### Short exercise
Can you copy out the material below word for word, line by line, with no changes?

◆ ◆ ◆

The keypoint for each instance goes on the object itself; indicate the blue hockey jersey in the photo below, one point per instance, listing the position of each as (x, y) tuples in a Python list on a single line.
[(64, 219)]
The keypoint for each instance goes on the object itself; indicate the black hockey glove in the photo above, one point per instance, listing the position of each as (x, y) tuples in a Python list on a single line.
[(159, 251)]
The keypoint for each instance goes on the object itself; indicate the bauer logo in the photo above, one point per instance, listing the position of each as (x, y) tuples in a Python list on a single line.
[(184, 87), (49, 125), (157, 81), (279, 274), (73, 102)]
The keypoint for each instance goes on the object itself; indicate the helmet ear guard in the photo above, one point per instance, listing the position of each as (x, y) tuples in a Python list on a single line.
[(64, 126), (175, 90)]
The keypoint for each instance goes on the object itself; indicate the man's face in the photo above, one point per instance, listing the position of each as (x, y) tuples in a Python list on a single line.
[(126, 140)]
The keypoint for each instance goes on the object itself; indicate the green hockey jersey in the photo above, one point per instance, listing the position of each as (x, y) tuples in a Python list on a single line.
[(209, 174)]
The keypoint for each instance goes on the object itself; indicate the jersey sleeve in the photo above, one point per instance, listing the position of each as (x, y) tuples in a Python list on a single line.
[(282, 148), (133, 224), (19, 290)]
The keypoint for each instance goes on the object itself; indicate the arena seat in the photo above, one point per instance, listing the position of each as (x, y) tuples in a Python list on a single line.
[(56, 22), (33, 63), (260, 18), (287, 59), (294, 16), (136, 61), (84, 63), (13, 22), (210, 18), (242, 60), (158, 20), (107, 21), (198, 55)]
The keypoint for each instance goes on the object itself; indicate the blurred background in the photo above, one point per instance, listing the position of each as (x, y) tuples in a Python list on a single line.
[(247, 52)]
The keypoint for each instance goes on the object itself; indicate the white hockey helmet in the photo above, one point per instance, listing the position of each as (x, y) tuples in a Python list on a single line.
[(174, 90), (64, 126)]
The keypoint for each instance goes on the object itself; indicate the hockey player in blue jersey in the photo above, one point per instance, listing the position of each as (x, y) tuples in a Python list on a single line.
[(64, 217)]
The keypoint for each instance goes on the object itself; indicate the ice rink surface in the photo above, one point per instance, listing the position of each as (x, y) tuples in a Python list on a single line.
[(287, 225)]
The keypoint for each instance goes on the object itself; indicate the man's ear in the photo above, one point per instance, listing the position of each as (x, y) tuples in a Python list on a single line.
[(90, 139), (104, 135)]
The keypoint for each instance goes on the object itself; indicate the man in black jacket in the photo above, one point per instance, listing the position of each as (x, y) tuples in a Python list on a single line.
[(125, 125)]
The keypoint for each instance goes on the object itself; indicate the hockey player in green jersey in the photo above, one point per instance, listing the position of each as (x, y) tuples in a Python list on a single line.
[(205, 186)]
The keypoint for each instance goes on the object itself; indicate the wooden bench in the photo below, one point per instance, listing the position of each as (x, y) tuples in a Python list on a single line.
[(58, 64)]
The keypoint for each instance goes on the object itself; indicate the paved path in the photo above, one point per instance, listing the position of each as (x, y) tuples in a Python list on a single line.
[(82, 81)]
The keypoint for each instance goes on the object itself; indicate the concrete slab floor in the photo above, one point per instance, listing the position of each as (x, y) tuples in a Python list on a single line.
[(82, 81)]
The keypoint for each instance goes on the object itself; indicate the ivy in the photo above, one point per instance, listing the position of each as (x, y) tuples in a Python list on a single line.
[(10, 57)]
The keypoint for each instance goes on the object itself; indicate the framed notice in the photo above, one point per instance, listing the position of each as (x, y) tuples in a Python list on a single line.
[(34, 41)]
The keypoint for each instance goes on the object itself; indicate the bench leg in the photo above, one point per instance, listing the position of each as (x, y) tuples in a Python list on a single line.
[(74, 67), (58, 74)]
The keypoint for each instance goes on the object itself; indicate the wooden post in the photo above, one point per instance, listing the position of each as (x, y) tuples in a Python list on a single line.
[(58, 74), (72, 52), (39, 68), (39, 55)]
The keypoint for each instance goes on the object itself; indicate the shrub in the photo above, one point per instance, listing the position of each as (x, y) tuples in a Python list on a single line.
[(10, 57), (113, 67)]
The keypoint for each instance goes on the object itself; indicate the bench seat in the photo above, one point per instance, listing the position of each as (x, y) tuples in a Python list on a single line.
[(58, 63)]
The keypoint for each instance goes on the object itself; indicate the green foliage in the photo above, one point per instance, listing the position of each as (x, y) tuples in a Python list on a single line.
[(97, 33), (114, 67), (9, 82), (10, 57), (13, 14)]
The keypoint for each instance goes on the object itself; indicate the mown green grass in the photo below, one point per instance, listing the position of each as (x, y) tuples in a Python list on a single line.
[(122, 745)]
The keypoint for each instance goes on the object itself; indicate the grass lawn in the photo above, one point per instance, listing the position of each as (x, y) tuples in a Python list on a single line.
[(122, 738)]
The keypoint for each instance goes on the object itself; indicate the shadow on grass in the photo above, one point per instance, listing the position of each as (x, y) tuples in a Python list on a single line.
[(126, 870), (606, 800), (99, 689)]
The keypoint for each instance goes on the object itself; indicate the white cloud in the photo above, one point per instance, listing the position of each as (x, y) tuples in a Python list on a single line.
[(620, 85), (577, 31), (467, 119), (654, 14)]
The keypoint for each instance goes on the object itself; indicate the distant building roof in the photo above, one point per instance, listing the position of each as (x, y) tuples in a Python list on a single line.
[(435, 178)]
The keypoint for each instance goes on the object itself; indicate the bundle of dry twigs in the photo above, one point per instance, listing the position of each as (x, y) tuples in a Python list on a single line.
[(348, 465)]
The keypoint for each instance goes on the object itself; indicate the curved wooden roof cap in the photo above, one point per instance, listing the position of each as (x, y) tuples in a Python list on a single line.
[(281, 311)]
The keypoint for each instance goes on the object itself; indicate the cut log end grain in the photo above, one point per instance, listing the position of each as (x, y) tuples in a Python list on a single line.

◆ ◆ ◆

### Answer to this exercise
The keypoint for each instance goes on the object itself; indicate the blue hockey jersey in the photo below, one point per instance, listing the position of each as (x, y) tuples in a Python list on a single line.
[(64, 219)]
The keypoint for each instance goes on the object itself; indicate the black hockey glove in the photo above, one point per instance, listing the position of each as (x, y) tuples in a Python list on a single line.
[(159, 251)]
The keypoint for each instance goes on the object itself; indicate the bauer logo in the photo above, one point per instance, listing the position of each as (x, y) tuples in a Python list on a single line.
[(184, 87), (49, 125), (157, 81), (279, 274), (73, 102)]
The keypoint for each instance goes on the object itself; indicate the helmet ear guard in the photo above, one point per instance, listing the position of each as (x, y) tuples in a Python list on a single line.
[(64, 126), (175, 90)]
The keypoint for each instance goes on the object itself; indicate the man's face in the photo above, one point per instance, listing the position of each as (x, y) tuples in a Python list on a single line.
[(126, 140)]
The keypoint for each instance goes on the object itself; indicate the green hockey jersey in the photo above, one point per instance, listing the position of each as (x, y) tuples in a Python list on a single line.
[(209, 174)]
The keypoint for each instance goes on the object itself; indicate the jersey sleeve in the photo above, one point per instance, listing the position of each as (x, y) tuples in a Python list on a single line.
[(282, 148), (133, 224), (19, 290)]
The keypoint for each instance goes on the object itself; indicate the arena seat in the photo above, one point per instance, listing the position of each as (x, y) tuples in a Python list on a single line.
[(56, 22), (33, 63), (260, 18), (287, 59), (294, 16), (136, 61), (84, 63), (13, 22), (210, 18), (242, 60), (158, 20), (107, 21), (198, 55)]
The keypoint for each instance goes on the object itself; indicate the blurred background in the photo above, one point per instance, listing the position of each as (x, y) tuples in a Python list on a single line.
[(247, 52)]
The keypoint for each instance goes on the object itself; indicate the white hockey helmet in the photo above, one point per instance, listing the position of each as (x, y) tuples in a Python list on a single line.
[(174, 90), (64, 126)]
The keypoint for each instance goes on the object itself; indicate the hockey player in blue jersey in the photo above, one point per instance, listing the position of each as (x, y) tuples in a Python list on a single line.
[(64, 217)]
The keypoint for each instance goes on the object itself; indicate the ice rink surface in the photo above, one point per instance, listing the position of each as (x, y) tuples in a Python list on a single line.
[(287, 225)]
The keypoint for each instance goes on the object itself; indicate the man's ear in the photo above, one point per instance, listing the position of each as (x, y) tuples in a Python list on a single line.
[(90, 139), (104, 135)]
The keypoint for each instance goes on the object itself; indicate the man in black jacket in the photo above, one point per instance, listing the position of each as (x, y) tuples in a Python list on a single line.
[(125, 125)]
The keypoint for each instance goes on the object itself; indicate the hockey player in green jersey in the photo above, one point per instance, listing the position of each as (x, y) tuples in a Python list on a single line.
[(205, 186)]
The keypoint for each instance goes on the object itself; indicate the wooden bench in the photo below, one point per instance, listing the position of each as (x, y) tuples in a Python list on a single line.
[(58, 64)]
The keypoint for each instance goes on the object itself; indicate the paved path in the photo above, one point per instance, listing the position of each as (x, y) tuples in a Python list on a single line.
[(82, 81)]
The keypoint for each instance goes on the object itself; indicate the concrete slab floor in the photo above, one point per instance, listing the position of each as (x, y) tuples in a Python list on a single line.
[(82, 81)]
The keypoint for each instance goes on the object itself; indicate the ivy in the photo above, one point per instance, listing the position of each as (x, y) tuples in a Python list on a single line.
[(10, 57)]
The keypoint for each instance goes on the object itself; indicate the framed notice in the photo above, one point per instance, listing the position of each as (x, y) tuples in a Python list on a single line.
[(34, 41)]
The keypoint for each instance goes on the object itself; indicate the bench leg in the photo above, one point per instance, listing the position of each as (x, y) tuples in a Python list on a single line.
[(74, 67), (58, 74)]
The keypoint for each instance goes on the object itself; indicate the wooden post in the photo above, one point per instance, listing the position of each as (x, y) tuples in a Python list on a single line.
[(58, 74), (72, 52), (39, 68), (39, 55)]
The keypoint for each instance goes on the object itself; indicate the shrub in the photo above, one point per instance, listing the position of each as (x, y) tuples in a Python list on a single line.
[(10, 57), (113, 67)]
The keypoint for each instance goes on the object itself; indicate the bench seat in the photo above, one point per instance, listing the position of each as (x, y) tuples in a Python list on a single line.
[(58, 63)]
The keypoint for each instance goes on the object itself; indicate the green foliage in the photo above, one point per instance, listing the position of each as (x, y) tuples in a Python list on a single line.
[(97, 33), (114, 67), (9, 82), (10, 57), (13, 14)]
The keypoint for each instance goes on the object itself; indicate the mown green grass in the photo below, one point per instance, listing the position of each as (x, y) tuples in a Python list on a single line.
[(122, 745)]
The keypoint for each instance goes on the object itself; indicate the grass lawn in the photo above, one point per instance, listing the position of each as (x, y) tuples in a Python list on a single line.
[(122, 738)]
The keypoint for each instance goes on the object itself; indicate the shadow on grass in the photo above, one point per instance, listing the position of each as (x, y) tuples in a Python list on a single line.
[(126, 870), (606, 800), (99, 689)]
The keypoint for each instance goes on the object itself; indicate the white cloud in the photo above, one point per instance, listing the position of each as (x, y) tuples in a Python list on a single line.
[(620, 85), (577, 31), (467, 119), (654, 14)]
The keypoint for each instance goes on the object itself; indicate the distant building roof in the photo above, one point per instance, listing the position of each as (x, y) tuples in a Python list on a single line.
[(435, 178)]
The keypoint for each instance goes on the object itself; indicate the bundle of dry twigs in the photo above, one point per instance, listing the position of each as (x, y) tuples in a Python list on a single line.
[(348, 465)]
The keypoint for each instance goes on the object itself; indicate the curved wooden roof cap in the photo above, one point per instance, listing the position of each as (x, y) tuples in a Python list on a single line.
[(281, 311)]
The keypoint for each instance goes on the object itself; indicate the cut log end grain in the photo above, one point per instance, listing the position of each as (x, y) tuples in a Python list on a single line.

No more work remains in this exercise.